> _What needs to be done_
Extract exactly and only the lines of the data below, starting at the line with "written as (338,13)." and stopping after the final line.

Position annotation records:
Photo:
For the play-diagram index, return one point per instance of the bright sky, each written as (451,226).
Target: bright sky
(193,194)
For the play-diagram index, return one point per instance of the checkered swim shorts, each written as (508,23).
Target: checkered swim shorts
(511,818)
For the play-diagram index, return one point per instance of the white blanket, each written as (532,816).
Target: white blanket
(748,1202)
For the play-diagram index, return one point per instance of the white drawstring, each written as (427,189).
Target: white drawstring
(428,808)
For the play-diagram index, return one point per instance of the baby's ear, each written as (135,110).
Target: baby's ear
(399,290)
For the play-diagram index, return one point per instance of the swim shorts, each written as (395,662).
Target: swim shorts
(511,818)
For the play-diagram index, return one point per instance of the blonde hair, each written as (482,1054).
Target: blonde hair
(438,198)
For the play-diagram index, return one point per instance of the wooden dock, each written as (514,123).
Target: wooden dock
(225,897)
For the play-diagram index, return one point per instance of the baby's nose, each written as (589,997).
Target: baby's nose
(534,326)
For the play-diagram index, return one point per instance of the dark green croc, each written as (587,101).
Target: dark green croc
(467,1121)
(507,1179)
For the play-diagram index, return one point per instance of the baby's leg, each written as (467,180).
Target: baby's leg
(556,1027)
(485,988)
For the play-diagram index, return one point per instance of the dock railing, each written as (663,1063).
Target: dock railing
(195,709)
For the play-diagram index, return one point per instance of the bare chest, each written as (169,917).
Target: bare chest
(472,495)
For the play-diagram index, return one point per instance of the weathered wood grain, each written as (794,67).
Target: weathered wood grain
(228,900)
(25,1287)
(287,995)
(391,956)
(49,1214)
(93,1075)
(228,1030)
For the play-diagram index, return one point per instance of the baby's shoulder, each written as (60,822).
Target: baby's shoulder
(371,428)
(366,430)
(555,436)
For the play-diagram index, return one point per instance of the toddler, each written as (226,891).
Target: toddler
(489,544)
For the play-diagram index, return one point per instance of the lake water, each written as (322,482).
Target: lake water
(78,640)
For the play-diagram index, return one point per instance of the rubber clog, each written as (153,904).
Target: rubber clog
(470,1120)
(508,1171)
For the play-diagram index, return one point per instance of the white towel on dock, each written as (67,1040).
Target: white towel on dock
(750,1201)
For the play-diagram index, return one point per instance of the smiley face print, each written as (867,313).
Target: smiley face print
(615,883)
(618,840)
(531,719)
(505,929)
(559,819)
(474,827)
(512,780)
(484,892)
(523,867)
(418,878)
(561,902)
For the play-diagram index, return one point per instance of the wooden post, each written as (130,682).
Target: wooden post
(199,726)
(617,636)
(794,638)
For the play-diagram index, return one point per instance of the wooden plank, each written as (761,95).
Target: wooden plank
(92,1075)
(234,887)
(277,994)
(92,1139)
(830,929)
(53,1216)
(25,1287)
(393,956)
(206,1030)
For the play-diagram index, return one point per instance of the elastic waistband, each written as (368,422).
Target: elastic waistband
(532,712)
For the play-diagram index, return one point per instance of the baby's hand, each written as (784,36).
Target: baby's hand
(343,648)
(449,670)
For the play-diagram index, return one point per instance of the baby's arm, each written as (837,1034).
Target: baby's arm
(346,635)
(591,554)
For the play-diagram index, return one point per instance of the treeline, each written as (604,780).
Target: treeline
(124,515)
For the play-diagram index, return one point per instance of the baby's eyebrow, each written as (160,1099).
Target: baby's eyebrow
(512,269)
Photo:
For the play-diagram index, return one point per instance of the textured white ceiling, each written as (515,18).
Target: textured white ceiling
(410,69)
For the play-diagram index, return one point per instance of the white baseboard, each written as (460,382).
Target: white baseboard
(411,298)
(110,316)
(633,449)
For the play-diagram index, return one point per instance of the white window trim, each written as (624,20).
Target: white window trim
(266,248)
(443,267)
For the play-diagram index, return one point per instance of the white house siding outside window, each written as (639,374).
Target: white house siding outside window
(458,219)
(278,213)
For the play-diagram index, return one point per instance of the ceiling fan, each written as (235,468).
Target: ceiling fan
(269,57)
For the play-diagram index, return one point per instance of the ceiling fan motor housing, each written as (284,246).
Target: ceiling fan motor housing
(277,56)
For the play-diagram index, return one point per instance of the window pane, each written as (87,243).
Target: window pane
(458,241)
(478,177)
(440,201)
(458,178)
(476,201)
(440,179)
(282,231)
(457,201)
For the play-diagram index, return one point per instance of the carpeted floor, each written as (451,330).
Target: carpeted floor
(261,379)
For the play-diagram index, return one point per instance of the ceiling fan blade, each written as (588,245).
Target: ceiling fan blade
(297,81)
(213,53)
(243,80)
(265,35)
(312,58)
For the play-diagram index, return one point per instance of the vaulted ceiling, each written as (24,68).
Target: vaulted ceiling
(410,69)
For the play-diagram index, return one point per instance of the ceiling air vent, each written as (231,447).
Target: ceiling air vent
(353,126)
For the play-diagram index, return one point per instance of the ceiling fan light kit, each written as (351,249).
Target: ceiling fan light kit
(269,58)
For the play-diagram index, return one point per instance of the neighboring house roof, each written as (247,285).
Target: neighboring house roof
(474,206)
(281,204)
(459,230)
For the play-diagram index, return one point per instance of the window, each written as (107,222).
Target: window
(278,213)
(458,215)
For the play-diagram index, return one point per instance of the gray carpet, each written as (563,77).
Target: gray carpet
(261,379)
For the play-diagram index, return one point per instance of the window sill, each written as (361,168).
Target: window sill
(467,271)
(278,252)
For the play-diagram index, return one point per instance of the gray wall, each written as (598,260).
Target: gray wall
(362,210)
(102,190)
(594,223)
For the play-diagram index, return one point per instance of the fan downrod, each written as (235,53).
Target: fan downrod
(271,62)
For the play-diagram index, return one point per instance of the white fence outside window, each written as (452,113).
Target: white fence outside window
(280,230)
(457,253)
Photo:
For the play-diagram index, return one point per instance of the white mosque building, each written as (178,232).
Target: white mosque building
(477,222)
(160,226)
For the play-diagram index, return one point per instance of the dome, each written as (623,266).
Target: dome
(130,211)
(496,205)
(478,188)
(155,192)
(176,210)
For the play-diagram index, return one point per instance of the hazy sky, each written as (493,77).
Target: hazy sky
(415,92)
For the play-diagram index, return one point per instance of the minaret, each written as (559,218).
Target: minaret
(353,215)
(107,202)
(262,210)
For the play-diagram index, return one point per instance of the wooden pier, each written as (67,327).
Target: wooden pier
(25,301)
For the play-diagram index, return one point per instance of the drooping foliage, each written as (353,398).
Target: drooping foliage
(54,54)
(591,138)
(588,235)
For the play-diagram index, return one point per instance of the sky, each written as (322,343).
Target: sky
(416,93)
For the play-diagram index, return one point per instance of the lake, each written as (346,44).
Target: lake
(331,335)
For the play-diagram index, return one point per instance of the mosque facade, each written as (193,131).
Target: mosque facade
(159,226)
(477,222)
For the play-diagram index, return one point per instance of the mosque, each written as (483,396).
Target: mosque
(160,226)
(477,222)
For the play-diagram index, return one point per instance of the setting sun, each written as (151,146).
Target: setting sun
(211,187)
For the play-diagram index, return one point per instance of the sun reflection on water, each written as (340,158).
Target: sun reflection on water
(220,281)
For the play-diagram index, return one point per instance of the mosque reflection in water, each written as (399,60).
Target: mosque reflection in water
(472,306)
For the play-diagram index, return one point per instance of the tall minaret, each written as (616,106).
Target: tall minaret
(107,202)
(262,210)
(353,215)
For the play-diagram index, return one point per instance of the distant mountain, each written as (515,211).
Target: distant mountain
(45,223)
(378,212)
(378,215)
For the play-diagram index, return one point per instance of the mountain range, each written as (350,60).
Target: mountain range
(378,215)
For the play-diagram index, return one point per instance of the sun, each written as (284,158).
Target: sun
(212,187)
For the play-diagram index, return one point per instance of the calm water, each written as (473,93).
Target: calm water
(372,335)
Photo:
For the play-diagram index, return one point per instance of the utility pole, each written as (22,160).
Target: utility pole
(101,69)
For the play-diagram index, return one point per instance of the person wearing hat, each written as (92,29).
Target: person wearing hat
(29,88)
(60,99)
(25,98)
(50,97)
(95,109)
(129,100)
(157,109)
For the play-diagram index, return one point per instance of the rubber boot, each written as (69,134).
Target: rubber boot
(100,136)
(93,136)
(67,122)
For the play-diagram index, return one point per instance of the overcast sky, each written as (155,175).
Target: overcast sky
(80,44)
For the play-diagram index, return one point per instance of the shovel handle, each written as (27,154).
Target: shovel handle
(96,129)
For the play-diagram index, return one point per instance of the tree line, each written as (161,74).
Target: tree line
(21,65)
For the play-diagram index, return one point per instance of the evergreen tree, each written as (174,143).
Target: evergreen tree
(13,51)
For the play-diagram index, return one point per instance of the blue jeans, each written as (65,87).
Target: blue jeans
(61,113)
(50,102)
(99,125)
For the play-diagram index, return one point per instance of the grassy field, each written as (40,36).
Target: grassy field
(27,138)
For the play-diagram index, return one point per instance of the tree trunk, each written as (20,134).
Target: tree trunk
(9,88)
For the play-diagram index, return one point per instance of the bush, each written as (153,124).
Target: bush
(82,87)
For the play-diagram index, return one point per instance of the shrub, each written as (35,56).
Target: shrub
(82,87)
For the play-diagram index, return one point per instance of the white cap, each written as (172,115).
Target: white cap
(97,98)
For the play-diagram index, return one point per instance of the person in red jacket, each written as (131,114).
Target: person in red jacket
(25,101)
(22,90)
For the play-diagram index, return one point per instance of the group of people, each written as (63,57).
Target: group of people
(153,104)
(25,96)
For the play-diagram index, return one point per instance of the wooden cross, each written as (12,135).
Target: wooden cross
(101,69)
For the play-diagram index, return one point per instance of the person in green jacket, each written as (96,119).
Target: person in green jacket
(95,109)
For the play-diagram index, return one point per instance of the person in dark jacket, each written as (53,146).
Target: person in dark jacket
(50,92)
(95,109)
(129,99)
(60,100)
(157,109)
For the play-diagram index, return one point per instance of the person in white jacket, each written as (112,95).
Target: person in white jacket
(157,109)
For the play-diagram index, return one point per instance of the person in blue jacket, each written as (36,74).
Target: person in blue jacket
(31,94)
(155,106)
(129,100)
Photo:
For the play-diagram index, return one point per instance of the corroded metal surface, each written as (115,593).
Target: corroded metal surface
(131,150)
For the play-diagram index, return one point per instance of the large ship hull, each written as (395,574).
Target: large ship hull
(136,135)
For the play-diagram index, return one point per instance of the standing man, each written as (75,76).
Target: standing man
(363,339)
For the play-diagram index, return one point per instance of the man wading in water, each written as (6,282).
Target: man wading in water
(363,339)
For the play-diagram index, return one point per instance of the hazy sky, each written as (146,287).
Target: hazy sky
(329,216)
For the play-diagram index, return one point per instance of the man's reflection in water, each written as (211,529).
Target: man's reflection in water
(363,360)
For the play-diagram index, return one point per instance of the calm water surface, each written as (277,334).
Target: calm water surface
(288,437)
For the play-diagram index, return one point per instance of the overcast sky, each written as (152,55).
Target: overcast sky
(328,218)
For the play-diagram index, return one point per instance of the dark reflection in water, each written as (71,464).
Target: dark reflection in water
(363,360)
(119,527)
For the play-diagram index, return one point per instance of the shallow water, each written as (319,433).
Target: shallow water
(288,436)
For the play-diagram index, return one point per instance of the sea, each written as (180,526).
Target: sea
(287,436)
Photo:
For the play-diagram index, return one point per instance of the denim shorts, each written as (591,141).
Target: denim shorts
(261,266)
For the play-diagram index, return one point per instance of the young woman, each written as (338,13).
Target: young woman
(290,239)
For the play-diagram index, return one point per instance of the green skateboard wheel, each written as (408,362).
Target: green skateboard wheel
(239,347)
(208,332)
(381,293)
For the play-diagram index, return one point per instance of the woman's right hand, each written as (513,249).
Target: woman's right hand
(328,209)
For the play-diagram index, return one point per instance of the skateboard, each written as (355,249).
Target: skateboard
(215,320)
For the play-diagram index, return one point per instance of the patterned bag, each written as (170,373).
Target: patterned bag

> _Result_
For the play-diagram index, return one point per instance of the young woman, each written as (338,13).
Target: young woman
(290,239)
For the play-diagram index, return one point per instance of the green skateboard wheel, each written as (408,362).
Target: green skateboard wheel
(239,347)
(208,332)
(381,293)
For the play-diagram index, return one point per instance of the woman's right hand, each written as (513,249).
Target: woman's right hand
(328,209)
For the play-diagram index, return one point per instance of the skateboard, each written as (355,249).
Target: skateboard
(215,320)
For the play-diagram index, return one point per instance of the patterned bag, each written as (170,373).
Target: patterned bag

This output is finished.